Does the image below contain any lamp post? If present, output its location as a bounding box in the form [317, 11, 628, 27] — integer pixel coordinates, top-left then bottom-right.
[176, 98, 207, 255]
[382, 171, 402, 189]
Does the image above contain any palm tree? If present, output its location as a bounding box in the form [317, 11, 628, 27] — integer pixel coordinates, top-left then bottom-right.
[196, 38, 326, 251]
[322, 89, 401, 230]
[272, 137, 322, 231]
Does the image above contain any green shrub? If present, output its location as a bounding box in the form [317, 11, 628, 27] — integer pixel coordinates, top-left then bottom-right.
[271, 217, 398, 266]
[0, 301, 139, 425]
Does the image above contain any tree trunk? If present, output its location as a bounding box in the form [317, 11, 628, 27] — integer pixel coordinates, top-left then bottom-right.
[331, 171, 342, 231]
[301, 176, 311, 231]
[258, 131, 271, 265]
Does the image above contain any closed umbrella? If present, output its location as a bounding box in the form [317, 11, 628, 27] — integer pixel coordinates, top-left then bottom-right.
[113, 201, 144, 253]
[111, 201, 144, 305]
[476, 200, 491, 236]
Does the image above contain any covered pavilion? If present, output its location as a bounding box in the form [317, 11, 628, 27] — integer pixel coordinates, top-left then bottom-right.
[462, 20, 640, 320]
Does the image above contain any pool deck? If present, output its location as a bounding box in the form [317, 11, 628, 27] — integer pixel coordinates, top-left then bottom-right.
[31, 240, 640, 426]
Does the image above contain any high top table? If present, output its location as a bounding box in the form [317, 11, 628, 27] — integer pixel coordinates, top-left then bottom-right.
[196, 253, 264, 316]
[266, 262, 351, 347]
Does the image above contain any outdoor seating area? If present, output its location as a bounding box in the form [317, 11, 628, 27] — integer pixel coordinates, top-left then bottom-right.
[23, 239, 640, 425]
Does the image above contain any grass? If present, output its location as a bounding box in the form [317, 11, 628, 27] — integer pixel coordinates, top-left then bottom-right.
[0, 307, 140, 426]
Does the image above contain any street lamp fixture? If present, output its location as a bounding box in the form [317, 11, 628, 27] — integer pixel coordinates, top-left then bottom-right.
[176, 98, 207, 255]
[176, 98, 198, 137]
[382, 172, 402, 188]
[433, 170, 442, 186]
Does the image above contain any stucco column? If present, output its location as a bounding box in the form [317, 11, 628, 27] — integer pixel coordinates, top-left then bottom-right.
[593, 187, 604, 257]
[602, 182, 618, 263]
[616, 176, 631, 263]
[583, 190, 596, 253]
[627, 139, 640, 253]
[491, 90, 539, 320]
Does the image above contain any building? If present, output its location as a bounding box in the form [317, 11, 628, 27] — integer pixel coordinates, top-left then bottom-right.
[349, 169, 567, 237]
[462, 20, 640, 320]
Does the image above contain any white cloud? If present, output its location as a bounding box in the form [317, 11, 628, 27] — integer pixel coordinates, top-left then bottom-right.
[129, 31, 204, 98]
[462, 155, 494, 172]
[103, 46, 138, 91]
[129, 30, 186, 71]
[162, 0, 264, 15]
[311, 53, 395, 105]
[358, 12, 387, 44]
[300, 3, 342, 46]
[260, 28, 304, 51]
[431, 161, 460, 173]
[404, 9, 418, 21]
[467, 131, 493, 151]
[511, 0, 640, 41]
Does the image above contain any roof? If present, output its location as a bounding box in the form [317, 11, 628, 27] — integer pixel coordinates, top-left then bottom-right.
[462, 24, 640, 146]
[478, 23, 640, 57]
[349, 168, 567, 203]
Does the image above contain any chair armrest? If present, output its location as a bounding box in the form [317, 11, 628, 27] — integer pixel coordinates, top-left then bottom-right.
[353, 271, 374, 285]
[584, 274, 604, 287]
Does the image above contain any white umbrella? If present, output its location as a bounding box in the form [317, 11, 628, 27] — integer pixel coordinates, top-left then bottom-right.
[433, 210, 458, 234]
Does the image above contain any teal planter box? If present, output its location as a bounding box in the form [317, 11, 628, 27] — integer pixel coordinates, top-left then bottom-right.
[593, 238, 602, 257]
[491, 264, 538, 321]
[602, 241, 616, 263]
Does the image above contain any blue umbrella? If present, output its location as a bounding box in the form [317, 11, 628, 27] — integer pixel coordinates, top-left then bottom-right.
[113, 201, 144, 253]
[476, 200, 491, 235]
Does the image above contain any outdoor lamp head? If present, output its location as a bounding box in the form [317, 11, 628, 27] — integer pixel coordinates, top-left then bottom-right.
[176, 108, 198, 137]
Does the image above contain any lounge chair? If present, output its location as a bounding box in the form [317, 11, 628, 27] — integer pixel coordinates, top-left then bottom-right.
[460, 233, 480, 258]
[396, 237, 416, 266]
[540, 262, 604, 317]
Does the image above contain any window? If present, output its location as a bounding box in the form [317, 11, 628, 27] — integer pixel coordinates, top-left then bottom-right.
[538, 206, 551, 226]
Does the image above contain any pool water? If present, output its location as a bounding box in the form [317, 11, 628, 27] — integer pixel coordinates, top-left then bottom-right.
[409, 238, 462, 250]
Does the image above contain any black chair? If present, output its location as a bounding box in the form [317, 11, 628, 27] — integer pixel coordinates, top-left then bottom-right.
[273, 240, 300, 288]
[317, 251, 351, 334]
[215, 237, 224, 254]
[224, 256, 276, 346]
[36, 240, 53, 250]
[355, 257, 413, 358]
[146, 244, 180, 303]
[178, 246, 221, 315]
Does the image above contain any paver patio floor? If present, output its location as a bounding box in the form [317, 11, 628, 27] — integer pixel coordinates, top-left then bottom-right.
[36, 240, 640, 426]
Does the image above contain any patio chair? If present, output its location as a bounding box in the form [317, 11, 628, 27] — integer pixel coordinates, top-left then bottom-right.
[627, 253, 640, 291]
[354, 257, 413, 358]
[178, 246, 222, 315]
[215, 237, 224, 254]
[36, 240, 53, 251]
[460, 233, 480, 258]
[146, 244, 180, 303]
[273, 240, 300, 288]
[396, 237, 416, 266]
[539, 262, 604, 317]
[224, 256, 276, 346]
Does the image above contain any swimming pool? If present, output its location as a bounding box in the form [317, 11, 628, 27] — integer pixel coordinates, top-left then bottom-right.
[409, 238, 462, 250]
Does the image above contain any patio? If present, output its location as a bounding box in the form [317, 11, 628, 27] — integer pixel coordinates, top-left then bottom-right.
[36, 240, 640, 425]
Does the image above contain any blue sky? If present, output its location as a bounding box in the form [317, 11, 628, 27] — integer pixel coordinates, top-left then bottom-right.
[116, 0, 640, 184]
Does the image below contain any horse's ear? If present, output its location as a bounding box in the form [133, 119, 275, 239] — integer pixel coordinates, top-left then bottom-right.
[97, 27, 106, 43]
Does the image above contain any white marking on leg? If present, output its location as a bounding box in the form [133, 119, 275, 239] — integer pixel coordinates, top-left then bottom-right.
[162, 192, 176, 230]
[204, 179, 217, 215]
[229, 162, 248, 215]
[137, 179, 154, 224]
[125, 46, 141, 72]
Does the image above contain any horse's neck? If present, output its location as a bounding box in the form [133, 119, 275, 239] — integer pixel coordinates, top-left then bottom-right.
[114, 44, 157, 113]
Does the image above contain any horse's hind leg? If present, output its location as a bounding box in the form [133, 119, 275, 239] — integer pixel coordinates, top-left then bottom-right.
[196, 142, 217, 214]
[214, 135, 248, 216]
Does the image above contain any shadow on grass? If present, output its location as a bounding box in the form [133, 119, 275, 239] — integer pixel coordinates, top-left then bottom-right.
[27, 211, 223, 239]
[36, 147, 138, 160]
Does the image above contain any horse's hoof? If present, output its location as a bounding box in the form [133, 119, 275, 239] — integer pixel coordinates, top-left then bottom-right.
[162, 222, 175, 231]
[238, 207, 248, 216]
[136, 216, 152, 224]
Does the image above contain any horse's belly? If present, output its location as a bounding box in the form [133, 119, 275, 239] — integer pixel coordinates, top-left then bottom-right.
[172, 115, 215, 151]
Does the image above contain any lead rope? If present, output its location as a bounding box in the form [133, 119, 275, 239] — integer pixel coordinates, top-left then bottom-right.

○ ○ ○

> TASK STATEMENT
Could you write out the lines running from the one containing "Does the image above contain any roof?" through the one containing "[176, 108, 198, 137]", both ends included, as a JSON list of strings with one string per line and any blank lines omitted?

> ANSWER TO THIS EXERCISE
[
  "Does the image above contain any roof? If present, output its location as a bounding box in the form [317, 11, 628, 27] — integer pixel coordinates, top-left then bottom-right.",
  "[462, 24, 640, 146]",
  "[478, 23, 640, 57]",
  "[349, 168, 567, 203]",
  "Does the image above contain any chair armrest? If present, output its location as a bounding box in the form [317, 11, 628, 27] — integer pixel coordinates, top-left then bottom-right.",
  "[353, 271, 374, 285]",
  "[584, 274, 604, 287]",
  "Does the image above contain any white umbrella? If present, output its location as a bounding box in the form [317, 11, 628, 27] — integer pixel coordinates, top-left then bottom-right.",
  "[433, 210, 458, 234]",
  "Does the image above contain any teal planter box? If present, output its location as a bounding box in the form [317, 11, 628, 27] — integer pixel coordinates, top-left then bottom-right.",
  "[593, 238, 602, 257]",
  "[491, 264, 538, 321]",
  "[602, 241, 616, 263]",
  "Does the image above contain any blue umbrella? If present, output its location as a bounding box in the form [317, 11, 628, 27] — integer pixel coordinates, top-left then bottom-right.",
  "[113, 201, 144, 253]",
  "[476, 200, 491, 235]",
  "Does the image above contain any outdoor lamp head? If present, output its location as a bounding box in the form [317, 11, 628, 27] — integer pixel coordinates, top-left then bottom-right.",
  "[176, 108, 198, 137]"
]